GIVEN TEXT
↓↓↓
Friday, January 11, 2008

Targetted Stimulus: Acorns Instead of Dandelion Seeds

Davie Pearlstein's list of conventional wisdom targeted stimuli for the economy sounded so sensible, that I had to summarize them here.

Instead of further cutting of interest rates by the fed, which risks stimulating the very behavior that got us into this subprime meltdown, a few economy enhancing measures. As Pearlstein says, "this ought to be an easy one . . . we know how much stimulus could provide an economic cushion."

To boost GDP by $125 billion, or 1% of GDP:
1. Extend unemployment benefits by 6 months, temporarily increase food stamp allotments and offer a flat one time payroll-tax rebate to workers with household incomes below $100,000.
2. To assure the support of the states, offer money to the states by increasing the federal Medicaid match can do that.
3. To bring Republican business interests on board, throw in the tax break of accelerated depreciation, "which doesn't reduce corporate tax payments, it just delays them."
↑↑↑
EXTRACTED DATA
↓↓↓
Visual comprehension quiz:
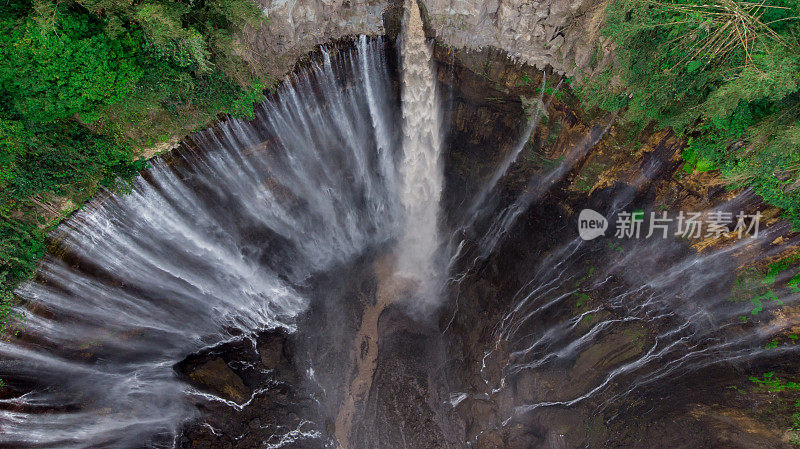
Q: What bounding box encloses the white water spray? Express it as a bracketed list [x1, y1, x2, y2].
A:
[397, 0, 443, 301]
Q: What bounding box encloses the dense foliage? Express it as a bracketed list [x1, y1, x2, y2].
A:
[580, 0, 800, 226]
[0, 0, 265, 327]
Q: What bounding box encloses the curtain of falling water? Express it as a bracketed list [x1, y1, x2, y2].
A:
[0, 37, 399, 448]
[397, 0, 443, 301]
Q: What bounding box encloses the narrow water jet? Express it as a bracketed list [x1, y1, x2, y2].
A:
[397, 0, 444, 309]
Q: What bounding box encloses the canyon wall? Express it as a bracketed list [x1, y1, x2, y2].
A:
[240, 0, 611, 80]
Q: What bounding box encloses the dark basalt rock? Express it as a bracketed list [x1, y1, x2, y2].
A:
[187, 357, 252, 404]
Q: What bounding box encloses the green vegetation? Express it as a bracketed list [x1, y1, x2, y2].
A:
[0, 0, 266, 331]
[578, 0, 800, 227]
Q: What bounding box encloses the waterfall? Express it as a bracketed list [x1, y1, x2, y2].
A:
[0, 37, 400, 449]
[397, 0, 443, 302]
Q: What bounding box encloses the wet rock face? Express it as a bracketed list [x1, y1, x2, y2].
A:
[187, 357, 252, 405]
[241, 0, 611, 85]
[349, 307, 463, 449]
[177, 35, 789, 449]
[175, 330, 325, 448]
↑↑↑
↓↓↓
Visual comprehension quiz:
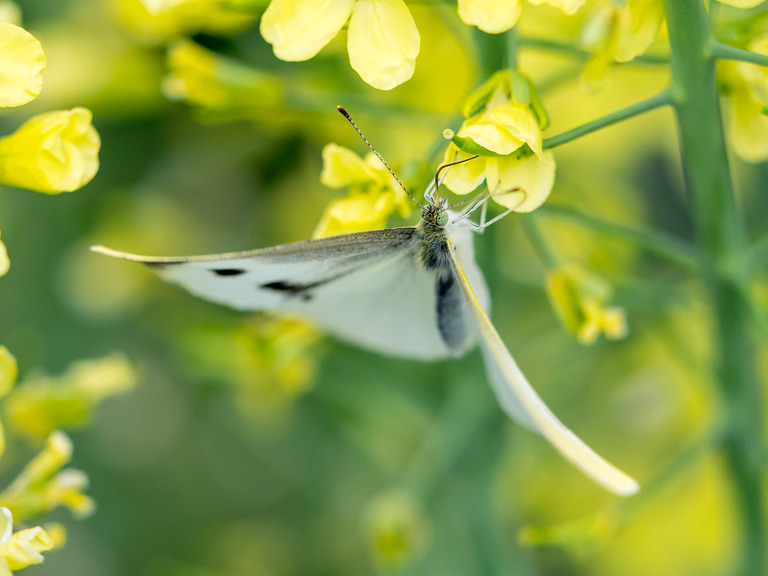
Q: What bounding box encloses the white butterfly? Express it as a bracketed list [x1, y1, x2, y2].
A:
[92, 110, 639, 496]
↑↑↑
WORK REQUEST A
In the stimulus post, please rewrite the paragraph beginning "Instead of further cutting of interest rates" as a shorter version that keeps its main facts.
WORK REQUEST B
Translate this sentence from the stimulus post into Spanish: "Davie Pearlstein's list of conventional wisdom targeted stimuli for the economy sounded so sensible, that I had to summarize them here."
WORK REQUEST C
According to the stimulus post, what household income limit applies to the one-time payroll-tax rebate?

RESPONSE AREA A
Instead of more Fed rate cuts, which could encourage the behavior behind the subprime meltdown, a few measures to strengthen the economy are proposed. Pearlstein says it should be easy, since the amount of stimulus needed to cushion the economy is known.

RESPONSE AREA B
La lista de Davie Pearlstein de estímulos focalizados para la economía, basados en la sabiduría convencional, sonaba tan sensata que tuve que resumirlos aquí.

RESPONSE AREA C
Household incomes below $100,000.